### Task directions
Change "trace the outline" to "draw the boundary" in the part that opens with the line containing "Target: metal pole" and closes with the line containing "[[[195,26],[196,11],[195,10],[180,10],[180,26]]]", and give only those lines back with everything else left as it is.

### Data shown
□ □ □ □

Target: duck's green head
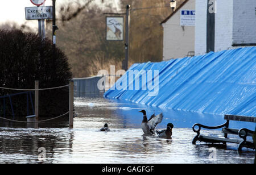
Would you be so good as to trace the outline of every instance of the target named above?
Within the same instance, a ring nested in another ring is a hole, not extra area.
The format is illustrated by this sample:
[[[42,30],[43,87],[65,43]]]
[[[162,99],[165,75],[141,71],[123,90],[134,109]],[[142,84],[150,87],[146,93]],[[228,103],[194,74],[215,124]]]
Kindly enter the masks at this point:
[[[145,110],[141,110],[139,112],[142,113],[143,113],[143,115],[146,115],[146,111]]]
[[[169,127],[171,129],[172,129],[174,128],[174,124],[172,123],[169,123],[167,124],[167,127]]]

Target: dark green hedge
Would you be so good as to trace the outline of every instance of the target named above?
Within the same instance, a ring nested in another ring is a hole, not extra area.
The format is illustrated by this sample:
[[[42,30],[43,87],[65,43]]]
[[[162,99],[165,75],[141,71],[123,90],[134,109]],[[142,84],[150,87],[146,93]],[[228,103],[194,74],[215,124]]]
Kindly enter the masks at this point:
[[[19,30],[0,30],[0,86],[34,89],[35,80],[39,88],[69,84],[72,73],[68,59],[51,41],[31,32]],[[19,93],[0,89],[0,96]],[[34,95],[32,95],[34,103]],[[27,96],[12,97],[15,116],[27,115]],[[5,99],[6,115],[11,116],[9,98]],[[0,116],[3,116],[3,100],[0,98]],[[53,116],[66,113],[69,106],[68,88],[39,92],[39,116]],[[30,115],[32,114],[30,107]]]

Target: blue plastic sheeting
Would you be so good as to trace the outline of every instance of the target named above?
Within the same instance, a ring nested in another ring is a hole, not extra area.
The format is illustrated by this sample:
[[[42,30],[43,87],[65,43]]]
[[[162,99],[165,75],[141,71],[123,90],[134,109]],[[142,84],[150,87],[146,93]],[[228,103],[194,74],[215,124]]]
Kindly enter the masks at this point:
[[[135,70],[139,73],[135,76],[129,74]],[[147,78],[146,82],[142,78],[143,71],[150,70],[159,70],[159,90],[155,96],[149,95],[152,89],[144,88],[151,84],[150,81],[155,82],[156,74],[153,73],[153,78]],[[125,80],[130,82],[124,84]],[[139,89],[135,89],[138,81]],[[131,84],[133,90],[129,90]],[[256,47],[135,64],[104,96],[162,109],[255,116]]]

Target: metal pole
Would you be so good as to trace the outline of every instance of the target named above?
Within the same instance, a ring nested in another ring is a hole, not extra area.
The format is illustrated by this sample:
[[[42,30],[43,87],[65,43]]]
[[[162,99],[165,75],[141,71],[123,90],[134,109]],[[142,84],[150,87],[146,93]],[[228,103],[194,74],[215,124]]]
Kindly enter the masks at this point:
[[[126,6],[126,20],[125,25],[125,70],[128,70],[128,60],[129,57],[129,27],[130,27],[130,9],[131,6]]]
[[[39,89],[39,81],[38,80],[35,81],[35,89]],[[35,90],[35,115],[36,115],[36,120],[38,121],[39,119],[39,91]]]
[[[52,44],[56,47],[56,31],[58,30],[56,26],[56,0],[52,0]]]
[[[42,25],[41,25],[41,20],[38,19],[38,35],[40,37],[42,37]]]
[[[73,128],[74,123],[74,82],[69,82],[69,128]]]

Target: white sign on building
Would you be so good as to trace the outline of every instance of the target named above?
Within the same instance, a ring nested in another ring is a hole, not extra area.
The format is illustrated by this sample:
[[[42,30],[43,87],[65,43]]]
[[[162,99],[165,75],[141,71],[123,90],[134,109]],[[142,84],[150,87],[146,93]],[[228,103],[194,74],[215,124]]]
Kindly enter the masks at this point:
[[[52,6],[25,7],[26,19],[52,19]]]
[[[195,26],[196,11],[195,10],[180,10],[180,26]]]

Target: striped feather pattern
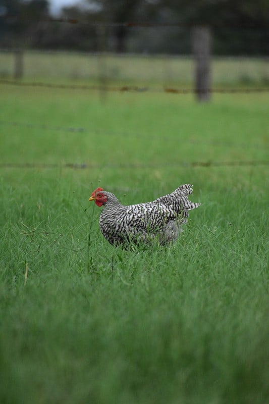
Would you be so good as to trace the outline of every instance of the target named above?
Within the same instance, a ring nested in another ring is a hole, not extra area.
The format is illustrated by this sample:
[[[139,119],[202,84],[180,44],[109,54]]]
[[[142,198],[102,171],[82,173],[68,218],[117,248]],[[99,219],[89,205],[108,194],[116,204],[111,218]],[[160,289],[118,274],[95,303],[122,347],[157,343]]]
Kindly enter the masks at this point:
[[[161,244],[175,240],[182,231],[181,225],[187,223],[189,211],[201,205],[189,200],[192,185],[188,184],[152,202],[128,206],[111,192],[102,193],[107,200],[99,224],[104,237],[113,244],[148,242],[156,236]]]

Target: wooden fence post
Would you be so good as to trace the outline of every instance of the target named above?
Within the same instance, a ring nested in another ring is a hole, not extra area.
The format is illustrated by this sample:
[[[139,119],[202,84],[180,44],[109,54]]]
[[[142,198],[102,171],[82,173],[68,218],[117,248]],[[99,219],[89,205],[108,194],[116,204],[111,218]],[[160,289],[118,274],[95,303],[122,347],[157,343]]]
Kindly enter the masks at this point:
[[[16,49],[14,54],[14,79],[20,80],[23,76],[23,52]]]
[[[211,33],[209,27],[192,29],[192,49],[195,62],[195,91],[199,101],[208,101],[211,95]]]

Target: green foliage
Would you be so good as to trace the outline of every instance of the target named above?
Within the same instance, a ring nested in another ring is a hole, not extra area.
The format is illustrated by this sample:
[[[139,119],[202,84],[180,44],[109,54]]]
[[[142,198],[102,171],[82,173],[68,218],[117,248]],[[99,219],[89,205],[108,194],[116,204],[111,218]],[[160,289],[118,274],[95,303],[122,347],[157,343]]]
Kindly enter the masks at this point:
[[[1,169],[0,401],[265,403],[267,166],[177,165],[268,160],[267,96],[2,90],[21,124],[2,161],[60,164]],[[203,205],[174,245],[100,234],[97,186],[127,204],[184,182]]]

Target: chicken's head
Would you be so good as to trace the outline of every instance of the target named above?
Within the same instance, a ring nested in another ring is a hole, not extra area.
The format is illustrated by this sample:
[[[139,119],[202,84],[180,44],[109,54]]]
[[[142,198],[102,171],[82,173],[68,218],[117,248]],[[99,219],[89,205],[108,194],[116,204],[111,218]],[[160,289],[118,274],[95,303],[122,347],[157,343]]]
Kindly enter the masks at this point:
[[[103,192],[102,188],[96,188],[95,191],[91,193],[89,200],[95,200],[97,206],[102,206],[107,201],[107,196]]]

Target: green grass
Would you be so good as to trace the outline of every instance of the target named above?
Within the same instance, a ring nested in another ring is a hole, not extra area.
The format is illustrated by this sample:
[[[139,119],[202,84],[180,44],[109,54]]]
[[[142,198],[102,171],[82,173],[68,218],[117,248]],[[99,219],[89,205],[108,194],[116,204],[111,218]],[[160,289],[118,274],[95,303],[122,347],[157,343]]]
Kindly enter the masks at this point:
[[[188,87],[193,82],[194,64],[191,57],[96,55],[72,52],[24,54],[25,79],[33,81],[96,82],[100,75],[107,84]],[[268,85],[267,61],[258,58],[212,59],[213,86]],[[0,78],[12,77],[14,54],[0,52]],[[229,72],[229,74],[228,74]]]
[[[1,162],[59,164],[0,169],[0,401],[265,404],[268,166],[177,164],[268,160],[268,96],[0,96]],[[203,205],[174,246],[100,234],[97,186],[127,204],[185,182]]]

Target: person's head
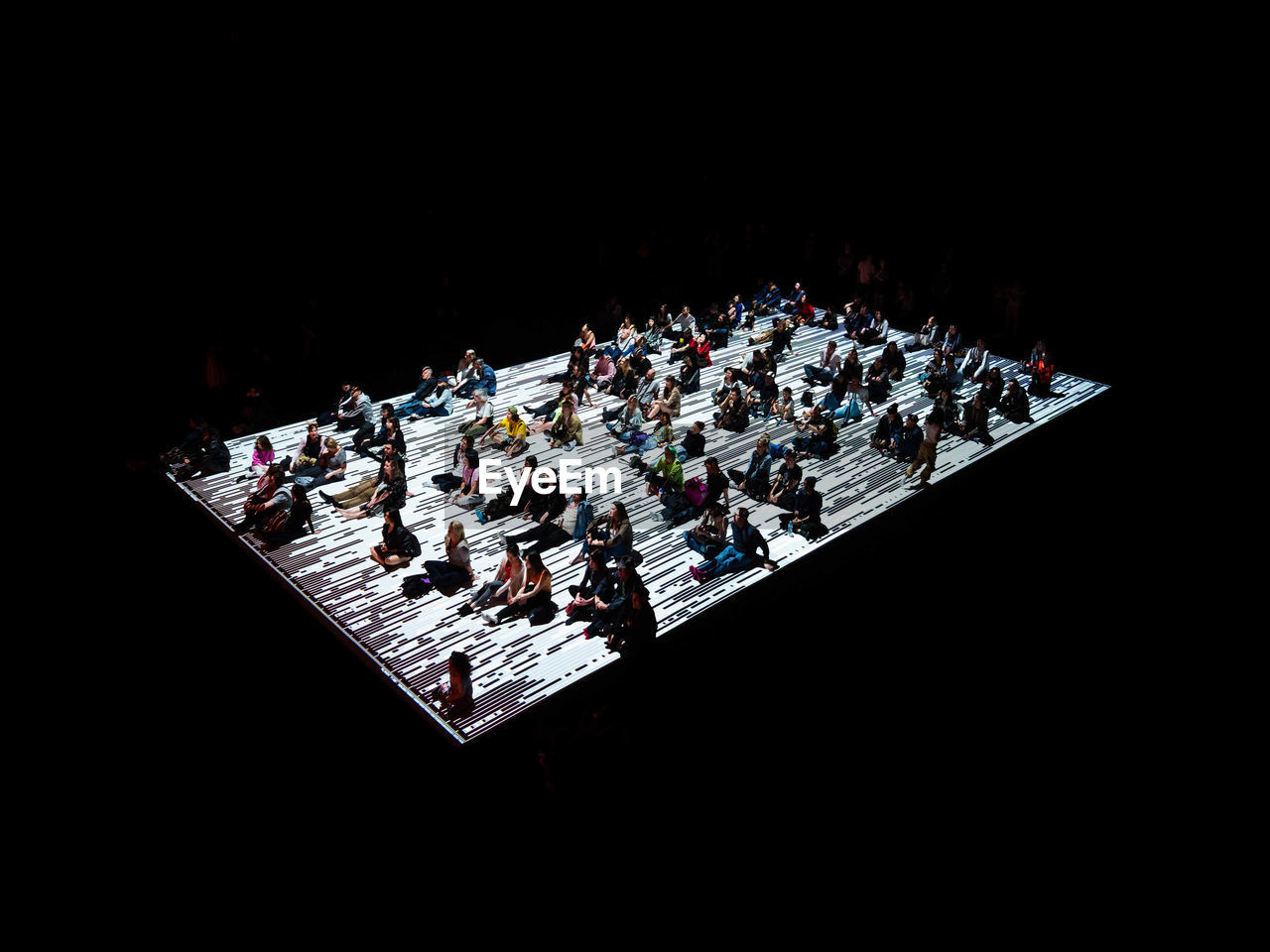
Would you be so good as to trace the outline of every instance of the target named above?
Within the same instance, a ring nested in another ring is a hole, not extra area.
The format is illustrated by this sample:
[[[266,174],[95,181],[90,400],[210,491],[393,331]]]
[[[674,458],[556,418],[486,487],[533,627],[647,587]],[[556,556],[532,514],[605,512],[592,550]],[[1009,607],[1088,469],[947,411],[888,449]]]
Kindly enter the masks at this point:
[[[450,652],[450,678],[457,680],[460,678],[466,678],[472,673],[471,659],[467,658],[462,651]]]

□ □ □ □

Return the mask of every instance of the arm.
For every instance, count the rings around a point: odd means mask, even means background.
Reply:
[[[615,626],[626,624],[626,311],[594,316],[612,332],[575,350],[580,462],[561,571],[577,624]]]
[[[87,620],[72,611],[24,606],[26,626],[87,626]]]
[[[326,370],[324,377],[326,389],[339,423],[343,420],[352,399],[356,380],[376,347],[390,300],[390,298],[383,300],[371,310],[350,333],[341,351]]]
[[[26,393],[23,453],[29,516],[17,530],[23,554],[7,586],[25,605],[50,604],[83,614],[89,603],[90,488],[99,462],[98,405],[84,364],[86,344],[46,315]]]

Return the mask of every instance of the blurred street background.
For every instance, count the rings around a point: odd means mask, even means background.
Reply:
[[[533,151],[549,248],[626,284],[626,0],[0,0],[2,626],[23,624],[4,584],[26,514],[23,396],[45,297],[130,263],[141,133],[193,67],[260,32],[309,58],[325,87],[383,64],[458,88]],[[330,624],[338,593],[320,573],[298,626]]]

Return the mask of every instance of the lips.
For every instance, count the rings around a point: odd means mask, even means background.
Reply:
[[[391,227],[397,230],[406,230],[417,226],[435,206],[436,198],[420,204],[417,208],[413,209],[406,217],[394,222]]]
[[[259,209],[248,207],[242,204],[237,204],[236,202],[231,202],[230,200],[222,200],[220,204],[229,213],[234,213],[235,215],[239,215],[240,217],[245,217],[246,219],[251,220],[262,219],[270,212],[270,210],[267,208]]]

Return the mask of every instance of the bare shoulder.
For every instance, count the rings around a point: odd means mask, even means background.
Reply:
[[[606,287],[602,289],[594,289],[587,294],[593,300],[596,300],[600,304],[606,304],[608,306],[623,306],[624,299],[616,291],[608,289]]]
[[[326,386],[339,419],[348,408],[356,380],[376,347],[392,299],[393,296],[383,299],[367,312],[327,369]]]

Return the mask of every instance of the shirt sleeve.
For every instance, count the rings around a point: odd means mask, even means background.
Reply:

□ □ □ □

### Solution below
Target: metal pole
Would you be so good as to draw the boundary of every instance of the target named above?
Within the same instance, a ring nested in another ring is a hole, not extra area.
The format is illustrated by this sample:
[[[42,30],[43,87],[65,43]]]
[[[162,99],[165,75],[141,71],[123,90],[134,109]],[[142,84],[150,87],[146,93]],[[228,103],[194,74],[215,124]]]
Kindly enter the masks at this point:
[[[126,6],[126,20],[125,25],[125,70],[128,70],[128,60],[129,57],[129,27],[130,27],[130,9],[131,6]]]
[[[39,89],[39,81],[38,80],[35,81],[35,89]],[[35,90],[35,115],[36,115],[36,120],[38,121],[39,119],[39,91]]]
[[[52,44],[56,47],[56,31],[58,30],[56,26],[56,0],[52,0]]]
[[[42,25],[41,25],[41,20],[38,19],[38,35],[40,37],[42,37]]]
[[[73,128],[74,123],[74,82],[69,82],[69,128]]]

Target: white sign on building
Would you be so good as to draw the boundary of every instance of the target named above?
Within the same instance, a ring nested in another ring is a hole, not extra area.
The format is illustrated by this sample:
[[[42,30],[43,87],[65,43]]]
[[[162,99],[165,75],[141,71],[123,90],[134,109]],[[142,84],[150,87],[146,93]],[[228,103],[194,74],[215,124]]]
Kindly enter the masks at this point:
[[[52,6],[25,7],[26,19],[52,19]]]
[[[195,26],[196,11],[195,10],[180,10],[180,26]]]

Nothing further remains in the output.